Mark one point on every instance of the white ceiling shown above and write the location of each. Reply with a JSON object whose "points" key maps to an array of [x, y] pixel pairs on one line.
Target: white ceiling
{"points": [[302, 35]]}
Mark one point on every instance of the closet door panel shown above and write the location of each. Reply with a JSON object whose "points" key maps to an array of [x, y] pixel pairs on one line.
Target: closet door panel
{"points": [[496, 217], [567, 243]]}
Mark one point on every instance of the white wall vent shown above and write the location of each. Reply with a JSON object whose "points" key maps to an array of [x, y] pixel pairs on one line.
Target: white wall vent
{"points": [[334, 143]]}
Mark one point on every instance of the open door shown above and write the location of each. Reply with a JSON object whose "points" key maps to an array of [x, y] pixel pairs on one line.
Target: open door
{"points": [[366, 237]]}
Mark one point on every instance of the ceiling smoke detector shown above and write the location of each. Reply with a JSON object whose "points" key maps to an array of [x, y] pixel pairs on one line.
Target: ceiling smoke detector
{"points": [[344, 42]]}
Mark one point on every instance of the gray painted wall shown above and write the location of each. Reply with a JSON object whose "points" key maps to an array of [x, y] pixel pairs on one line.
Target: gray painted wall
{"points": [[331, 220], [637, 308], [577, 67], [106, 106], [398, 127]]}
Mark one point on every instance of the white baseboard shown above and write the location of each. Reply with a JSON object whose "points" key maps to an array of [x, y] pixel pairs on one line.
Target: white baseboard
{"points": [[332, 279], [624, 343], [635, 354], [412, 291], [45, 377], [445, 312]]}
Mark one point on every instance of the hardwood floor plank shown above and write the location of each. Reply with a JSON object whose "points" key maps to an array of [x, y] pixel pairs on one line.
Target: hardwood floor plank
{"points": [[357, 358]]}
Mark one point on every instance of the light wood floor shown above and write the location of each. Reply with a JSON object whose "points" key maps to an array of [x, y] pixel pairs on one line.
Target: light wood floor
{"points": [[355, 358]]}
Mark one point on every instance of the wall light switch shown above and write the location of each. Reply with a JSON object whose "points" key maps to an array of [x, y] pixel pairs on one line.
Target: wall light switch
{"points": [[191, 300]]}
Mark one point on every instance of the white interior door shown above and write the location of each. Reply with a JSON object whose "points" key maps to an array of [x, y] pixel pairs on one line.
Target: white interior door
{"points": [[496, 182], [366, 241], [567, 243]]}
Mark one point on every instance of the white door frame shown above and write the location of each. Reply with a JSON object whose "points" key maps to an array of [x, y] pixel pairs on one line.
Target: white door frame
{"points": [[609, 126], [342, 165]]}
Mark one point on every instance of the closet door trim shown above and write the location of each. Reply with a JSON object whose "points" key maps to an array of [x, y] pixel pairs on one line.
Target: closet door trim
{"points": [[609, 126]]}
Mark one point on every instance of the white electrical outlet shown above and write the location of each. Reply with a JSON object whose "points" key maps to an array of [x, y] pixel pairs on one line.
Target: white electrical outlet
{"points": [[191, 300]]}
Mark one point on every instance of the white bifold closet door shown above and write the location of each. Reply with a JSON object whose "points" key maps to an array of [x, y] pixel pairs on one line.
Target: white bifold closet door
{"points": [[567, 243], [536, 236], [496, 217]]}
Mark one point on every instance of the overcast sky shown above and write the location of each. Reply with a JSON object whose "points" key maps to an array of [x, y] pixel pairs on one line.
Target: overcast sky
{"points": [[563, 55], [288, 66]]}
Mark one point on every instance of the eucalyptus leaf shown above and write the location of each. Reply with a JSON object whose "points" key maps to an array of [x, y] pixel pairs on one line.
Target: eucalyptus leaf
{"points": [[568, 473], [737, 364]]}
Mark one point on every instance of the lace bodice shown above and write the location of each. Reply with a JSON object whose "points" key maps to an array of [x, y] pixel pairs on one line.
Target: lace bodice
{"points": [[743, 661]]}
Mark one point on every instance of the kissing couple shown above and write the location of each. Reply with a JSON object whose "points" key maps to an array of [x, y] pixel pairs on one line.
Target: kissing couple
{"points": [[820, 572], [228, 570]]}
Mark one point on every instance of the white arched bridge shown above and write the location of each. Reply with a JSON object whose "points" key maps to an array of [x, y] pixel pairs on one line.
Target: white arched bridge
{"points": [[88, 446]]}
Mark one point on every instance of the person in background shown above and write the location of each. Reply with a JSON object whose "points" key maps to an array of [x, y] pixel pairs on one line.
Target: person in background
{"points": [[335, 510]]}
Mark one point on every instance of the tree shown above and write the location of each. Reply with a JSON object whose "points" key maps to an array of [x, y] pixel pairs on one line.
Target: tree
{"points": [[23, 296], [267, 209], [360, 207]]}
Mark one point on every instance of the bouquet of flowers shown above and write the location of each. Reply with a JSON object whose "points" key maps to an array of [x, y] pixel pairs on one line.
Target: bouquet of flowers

--

* **THE TASK**: After locating the line with "Mark one point on every instance of the closet door trim" in the material above, return it and each line after it exactly, ending at the line with "Mark one point on every instance of the kissing".

* **TASK OUTPUT**:
Mark one point on every instance of the closet door trim shown above and write the location of each. Reply with a JSON object whose "points" key maps to an array of [x, y] pixel pairs on one line.
Target: closet door trim
{"points": [[609, 126]]}
Mark one point on every instance of the white electrical outlet shown above and write the location of each. Reply with a JSON object whose "points" key maps to an array of [x, y] pixel pairs on one line.
Target: white electrical outlet
{"points": [[191, 300]]}
Mark one point on every instance of the white bifold closet door shown above and write the location of each. Reply with a JSON object whose "points" key maps to an array of [x, y] pixel pairs on one line.
Target: white bifold closet door
{"points": [[567, 243], [536, 236], [496, 217]]}
Mark one point on every instance of the overcast sky shown above and write the location of each. Reply with a JSON object whose "points" key maps to an array of [x, y] pixel pairs on one line.
Target: overcast sky
{"points": [[563, 55], [288, 66]]}
Mark one point on every instance of the eucalyptus leaf shown above and write the location of each. Reply with a JSON object whose "points" key maps to an array of [x, y] pixel pairs on one line.
Target: eucalyptus leaf
{"points": [[568, 473], [737, 364]]}
Mark one point on every instance of the lace bodice shown above and write the location of each. Reply with a JSON object whose "points" key maps to an array of [x, y] pixel pairs on one line.
Target: lace bodice
{"points": [[743, 661]]}
Mark one point on every instance of the kissing couple shown above and write the location of each. Reply with a JSON object whose "points" key maps to an array of [x, y] pixel pairs on one line.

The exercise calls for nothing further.